═══ TEXTO PROPORCIONADO ═══

Vapor de cáncer
Es raro lo de los estancos. La chica, fijo, terminó haciendo negocio. Con 14 años no hay quien se resista a una oferta así
Que resulta que tengo que recargar la tarjeta de transporte público. Ahora después lo cuento.
Decidí hace mucho tiempo que el medio ambiente de nuestros ... hijos va a ser mucho más saludable si planto mis respetos sobre autobús interurbano de línea que si lo hago sobre mi particular vehículo contaminante. Quizás soy cívico-verderol, aunque también incentiva mucho el sentirse tan bien acompañado desde por la mañana por otros semejante igual de atareados que tú en ese 'scroll' infinito que son las preocupaciones diarias. Así, al contaminar juntitos, uno se siente mejor, aunque se sienta peor, pues no siempre hay sitio y, en mañaneras ocasiones, cuando hay sitio, el espacio es cada vez menor, como resultado de que la población se nos va creciendo en tamaño vertical, pero también horizontal. Así que te apiñas y, por más que no quieras, te rozas sin cariño, como se roza una bayeta en fregadero. Quién es bayeta y quién fregadores, es pregunta indéxica.
El caso es que me dirijo al estanco con el objetivo de perpetuar las sensaciones transportadoras que acabo de indicar en el párrafo anterior. Al entrar en el estanco, una campanilla advierte de mi entrada y me pregunto si dicho sonido no serán restos de una Navidad extemporánea, vamos, como si Rodolfo el reno (al que tengo algo de manía) se hubiera pillado una trompa de meses en ese lugar expendedor de todo tipo de cosas contradictorias. Y es que el estanco es tan contradictorio (el calambur y adláteres es figura retórica de mi predilección, dicho sea de paso)

═══ ENTRADAS PROPORCIONADAS ═══

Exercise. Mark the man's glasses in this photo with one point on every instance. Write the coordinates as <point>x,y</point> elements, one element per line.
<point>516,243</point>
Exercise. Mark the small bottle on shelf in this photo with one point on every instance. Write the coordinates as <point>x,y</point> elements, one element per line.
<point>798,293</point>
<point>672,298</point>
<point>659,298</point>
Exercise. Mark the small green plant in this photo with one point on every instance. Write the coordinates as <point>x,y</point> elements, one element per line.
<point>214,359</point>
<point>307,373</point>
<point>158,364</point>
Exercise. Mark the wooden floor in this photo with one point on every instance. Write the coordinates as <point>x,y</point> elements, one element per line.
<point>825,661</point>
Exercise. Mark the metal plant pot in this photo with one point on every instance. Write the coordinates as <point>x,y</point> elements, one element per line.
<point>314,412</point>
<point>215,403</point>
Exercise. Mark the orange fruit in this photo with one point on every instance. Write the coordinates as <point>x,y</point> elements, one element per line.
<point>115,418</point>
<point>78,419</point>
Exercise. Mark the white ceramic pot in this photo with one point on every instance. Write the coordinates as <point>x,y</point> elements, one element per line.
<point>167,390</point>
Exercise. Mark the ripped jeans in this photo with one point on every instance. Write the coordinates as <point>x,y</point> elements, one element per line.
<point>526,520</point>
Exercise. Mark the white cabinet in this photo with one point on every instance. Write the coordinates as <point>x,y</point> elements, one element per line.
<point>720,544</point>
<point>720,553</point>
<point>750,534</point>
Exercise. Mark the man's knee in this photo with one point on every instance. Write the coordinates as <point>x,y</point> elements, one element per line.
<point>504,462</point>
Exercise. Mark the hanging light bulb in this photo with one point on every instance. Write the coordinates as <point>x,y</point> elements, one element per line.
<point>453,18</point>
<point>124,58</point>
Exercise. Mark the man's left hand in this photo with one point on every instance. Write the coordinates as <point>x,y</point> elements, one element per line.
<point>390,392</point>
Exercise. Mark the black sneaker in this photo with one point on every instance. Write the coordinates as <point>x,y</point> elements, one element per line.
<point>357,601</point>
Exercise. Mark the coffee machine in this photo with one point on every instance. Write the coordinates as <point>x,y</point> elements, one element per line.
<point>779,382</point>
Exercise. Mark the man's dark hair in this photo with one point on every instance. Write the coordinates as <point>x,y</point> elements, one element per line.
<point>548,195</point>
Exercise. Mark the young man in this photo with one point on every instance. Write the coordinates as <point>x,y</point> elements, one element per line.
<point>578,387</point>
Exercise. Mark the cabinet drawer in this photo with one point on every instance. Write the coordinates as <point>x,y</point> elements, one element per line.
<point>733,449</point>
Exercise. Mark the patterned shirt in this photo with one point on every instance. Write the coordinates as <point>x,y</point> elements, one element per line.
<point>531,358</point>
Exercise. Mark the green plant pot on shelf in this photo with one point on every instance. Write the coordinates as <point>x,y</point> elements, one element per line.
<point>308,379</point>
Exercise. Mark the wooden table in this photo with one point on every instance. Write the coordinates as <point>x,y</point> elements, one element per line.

═══

CONSIGNA DE TRABAJO A
Imprime el fragmento del texto sobre el estanco que comienza en las palabras "Decidí hace mucho" y termina tras "es pregunta indéxica.".
CONSIGNA DE TRABAJO B
Continúa, por favor, el texto sobre el estanco a partir de la última frase que aparece.
Las entradas no hacen falta aquí.

RESPUESTA A
Decidí hace mucho tiempo que el medio ambiente de nuestros ... hijos va a ser mucho más saludable si planto mis respetos sobre autobús interurbano de línea que si lo hago sobre mi particular vehículo contaminante. Quizás soy cívico-verderol, aunque también incentiva mucho el sentirse tan bien acompañado desde por la mañana por otros semejante igual de atareados que tú en ese 'scroll' infinito que son las preocupaciones diarias. Así, al contaminar juntitos, uno se siente mejor, aunque se sienta peor, pues no siempre hay sitio y, en mañaneras ocasiones, cuando hay sitio, el espacio es cada vez menor, como resultado de que la población se nos va creciendo en tamaño vertical, pero también horizontal. Así que te apiñas y, por más que no quieras, te rozas sin cariño, como se roza una bayeta en fregadero. Quién es bayeta y quién fregadores, es pregunta indéxica.

RESPUESTA B
Tras el titilar de la campanilla del reno ese borrachuzo, me llega a las napias un olor suave, dulce, como si acabara de adentrarme en la casa recién estrenada de una joven parejita burguesa, con la hipoteca esperándoles al otro lado del miedo, fiel como un perro con sarna, famélico y rabioso. Oye, qué olor tan agradable. Apenas doy un paso, una joven impecable, larga melena, brillante como sólo puede brillar una melena en un estanco de barrio, me saluda. Me quedo desconcertadillo. No por su belleza juvenil, pues se me pasó la hora a mi cita con ella unos 15 años. Pensé que la estanquera había contratado una ayudanta de porte tal. Dicho sea de paso otra vez, la estanquera vende sus productos sin demasiado afecto. Te los dispensa y te cobra, y adiós muy buenas. Todo lo contrario que esta joven.
Mientras el eco de la campanilla de Rudolph se evaporaba, me llegaba el dulce olor que me dirigía hacia la joven, quien, saludadora, me informó acerca de una sustanciosa oferta que graciosamente me hacía una marca de vápers sólo a mí y por ser yo. Me sentí tan honrado. Le indiqué que, desgraciadamente, no fumaba, y que eso me impedía recibir la vaporosa donación ni a ese ni a ningún otro precio. La muchacha me sacó de mi ignorancia: fumar no es vapear. Y me explicó que, todo lo contrario. Ya la joven me empezaba a caer un poco mal, como si se le hubiera ensuciado el pelo de repente. Esto me suele pasar si siento que me tratan como un imbécil tan sólo porque soy educado. Además, qué leche, yo tenía que cargar mi tarjeta de transporte con la que tanto bien le hago al medio ambiente. Le dije que no me interesaba, que el váper es el cáncer del tabaco por otros medios. Logré abandonar el estand, estratégicamente ubicado en el estanco y adquirí mis verdes pases a la santidad climática del transporte público.
Antes de salir, la joven (que sólo hacía su trabajo) le hizo la misma oferta a un hombre que había entrado con su hijo menor, de unos 14 años. Es raro lo de los estancos. La chica, fijo, terminó haciendo negocio. Con 14 años no hay quien se resista a una oferta así.